_DO THIS:_
Please recast all the records below as a JSON list of strings, with one string for each line and any blank lines left out.

_SOURCE DATA:_

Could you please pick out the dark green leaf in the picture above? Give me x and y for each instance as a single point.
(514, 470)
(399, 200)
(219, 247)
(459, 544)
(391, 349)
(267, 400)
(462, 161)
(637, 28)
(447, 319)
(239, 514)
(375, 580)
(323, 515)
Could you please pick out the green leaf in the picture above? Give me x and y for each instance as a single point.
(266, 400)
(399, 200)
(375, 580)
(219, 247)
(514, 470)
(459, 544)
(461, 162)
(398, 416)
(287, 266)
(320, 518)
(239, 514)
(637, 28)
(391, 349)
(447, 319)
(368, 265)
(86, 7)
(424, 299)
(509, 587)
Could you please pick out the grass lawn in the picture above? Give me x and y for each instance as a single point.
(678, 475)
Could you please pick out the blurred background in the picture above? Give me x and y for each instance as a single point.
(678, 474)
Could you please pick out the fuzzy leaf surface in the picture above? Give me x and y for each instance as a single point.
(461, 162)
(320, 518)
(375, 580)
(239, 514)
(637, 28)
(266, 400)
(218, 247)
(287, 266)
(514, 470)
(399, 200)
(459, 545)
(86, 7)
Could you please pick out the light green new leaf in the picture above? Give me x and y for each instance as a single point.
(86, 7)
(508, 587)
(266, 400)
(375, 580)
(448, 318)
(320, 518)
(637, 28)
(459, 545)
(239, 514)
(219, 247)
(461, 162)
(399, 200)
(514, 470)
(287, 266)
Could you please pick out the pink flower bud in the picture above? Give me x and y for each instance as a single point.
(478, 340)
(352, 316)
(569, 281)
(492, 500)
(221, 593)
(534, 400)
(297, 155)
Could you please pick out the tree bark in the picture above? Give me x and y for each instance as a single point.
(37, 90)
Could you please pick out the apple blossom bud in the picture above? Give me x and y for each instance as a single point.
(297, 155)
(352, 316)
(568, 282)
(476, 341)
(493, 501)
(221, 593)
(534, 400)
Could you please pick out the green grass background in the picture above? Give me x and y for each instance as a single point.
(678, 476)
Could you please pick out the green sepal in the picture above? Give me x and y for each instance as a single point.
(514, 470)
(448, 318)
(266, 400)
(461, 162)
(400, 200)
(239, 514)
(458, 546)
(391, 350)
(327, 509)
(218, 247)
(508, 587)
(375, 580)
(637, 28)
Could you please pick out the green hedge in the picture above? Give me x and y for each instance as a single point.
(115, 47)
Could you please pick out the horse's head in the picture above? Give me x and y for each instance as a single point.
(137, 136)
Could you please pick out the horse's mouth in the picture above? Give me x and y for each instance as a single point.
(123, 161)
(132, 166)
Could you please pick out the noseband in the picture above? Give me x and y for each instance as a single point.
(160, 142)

_OUTPUT OF THE TASK:_
[
  "Could you please pick out the dark green leaf in the picture above? Give me x and y for each instance as a single point.",
  "(514, 470)",
  "(399, 200)",
  "(219, 247)",
  "(459, 544)",
  "(391, 349)",
  "(267, 400)",
  "(462, 161)",
  "(637, 28)",
  "(447, 319)",
  "(239, 514)",
  "(375, 580)",
  "(323, 515)",
  "Could you please pick out the green leaf in the picture above? Give me x and y for each instance as a single point.",
  "(266, 400)",
  "(399, 200)",
  "(375, 580)",
  "(219, 247)",
  "(514, 470)",
  "(459, 544)",
  "(461, 162)",
  "(398, 416)",
  "(287, 266)",
  "(320, 518)",
  "(239, 514)",
  "(637, 28)",
  "(391, 349)",
  "(447, 319)",
  "(368, 265)",
  "(86, 7)",
  "(424, 299)",
  "(509, 587)",
  "Could you please pick out the grass lawn in the picture above? Give me x and y for each instance as a single point.",
  "(678, 475)",
  "Could you please pick out the blurred background in the picture above? Give me x and y for each instance as a single point.",
  "(678, 474)",
  "Could you please pick out the fuzzy leaf surface in the picture above? Give me x and y for each instance as a single point.",
  "(461, 162)",
  "(320, 518)",
  "(375, 580)",
  "(239, 514)",
  "(637, 28)",
  "(266, 400)",
  "(218, 247)",
  "(287, 266)",
  "(514, 470)",
  "(399, 200)",
  "(459, 545)",
  "(86, 7)",
  "Could you please pick out the light green new leaf in the picture above? Give me x and y for each instance as a single point.",
  "(86, 7)",
  "(508, 587)",
  "(266, 400)",
  "(375, 580)",
  "(448, 318)",
  "(320, 518)",
  "(637, 28)",
  "(459, 545)",
  "(239, 514)",
  "(219, 247)",
  "(461, 162)",
  "(399, 200)",
  "(514, 470)",
  "(287, 266)",
  "Could you please pick out the pink flower bud in the picture above? Give me x and y for each instance as a single point.",
  "(478, 340)",
  "(352, 316)",
  "(569, 281)",
  "(492, 500)",
  "(221, 593)",
  "(534, 400)",
  "(297, 155)",
  "Could you please pick out the tree bark in the picture above? Give me x and y for each instance as a single point.",
  "(37, 90)",
  "Could you please pick out the apple blossom bud in the picture above? Give me x and y for each instance as a single point.",
  "(297, 155)",
  "(352, 316)",
  "(568, 282)",
  "(476, 341)",
  "(493, 501)",
  "(221, 593)",
  "(534, 400)",
  "Could you please pick out the green grass background in the picture above? Give me x and y for each instance as a single point.",
  "(678, 476)",
  "Could you please pick out the green sepal in the picture above? Give me x and y for each instance as a single point.",
  "(514, 470)",
  "(448, 318)",
  "(266, 400)",
  "(461, 162)",
  "(400, 200)",
  "(239, 514)",
  "(458, 546)",
  "(391, 350)",
  "(327, 509)",
  "(218, 247)",
  "(508, 587)",
  "(375, 580)",
  "(637, 28)",
  "Could you please pick out the green hedge in the picture above? Give me x and y for each instance as a single point.",
  "(115, 47)",
  "Could you please pick out the horse's head in the picture above? Give me x and y for each instance as a single point.",
  "(137, 136)",
  "Could you please pick out the horse's mouth in the picture above? Give me x and y for each instance as a single point.",
  "(123, 161)",
  "(132, 166)",
  "Could you please pick out the noseband in the picture above? Give me x and y for each instance as a single point.",
  "(160, 142)"
]